提供テキスト »
►

問1 非母語話者はよく行い、母語話者は通常行わない行為

選択肢1

 相手に分かりやすいように話すのは母語話者が普通行うことです。フォリナートークとか、ティーチャートークとか。

選択肢2

 相手が分からない可能性のある単語や文法を回避するのが事前調整です。これは母語話者が行うことです。 

選択肢3

 ジェスチャーは母語話者も非母語話者もします。

選択肢4

 母語話者は文法的な誤りを犯さないので、自分が間違っているかどうかモニターしてません。
 これは非母語話者がすることです。

 したがって答えは4です。

問2 フォリナートーク

 フォリナートークとは、母語話者が非母語話者に対してする話し方のことで、簡単な語彙や文法を扱って分かりやすいように話すのが特徴です。スピードも遅くなったり、繰り返したりします。

選択肢1

 フォリナートークは母語話者の話し方のことです。母語話者の外見がどうであるかはフォリナートークを誘発する要因になりません。

◄

表示情報 »
►

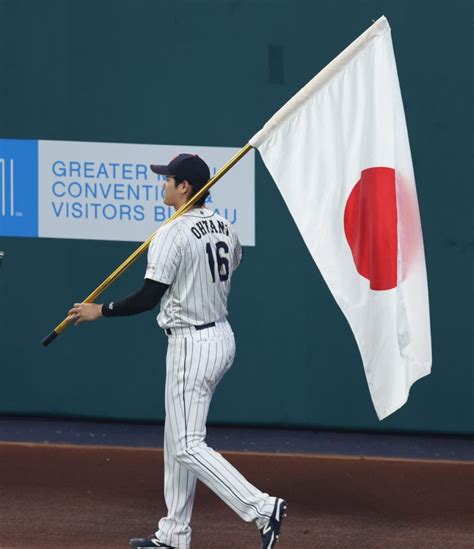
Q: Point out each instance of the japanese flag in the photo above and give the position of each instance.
(339, 153)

◄

取り組む課題 »
**A.** 提供テキストの内容を2文で要約せよ。
**B.** 提供テキストによると、ジェスチャーをするのは誰か。

課題の解答 »
**A.** 問1では、文法的な誤りを犯していないか自分をモニターするのは非母語話者が行う行為であり、母語話者は通常行わないとして、答えを4としている。問2では、フォリナートークとは母語話者が非母語話者に対して簡単な語彙や文法を使い、分かりやすく話す話し方のことだと説明し、母語話者の外見はそれを誘発する要因にならないと述べている。

**B.** ジェスチャーは母語話者も非母語話者もする。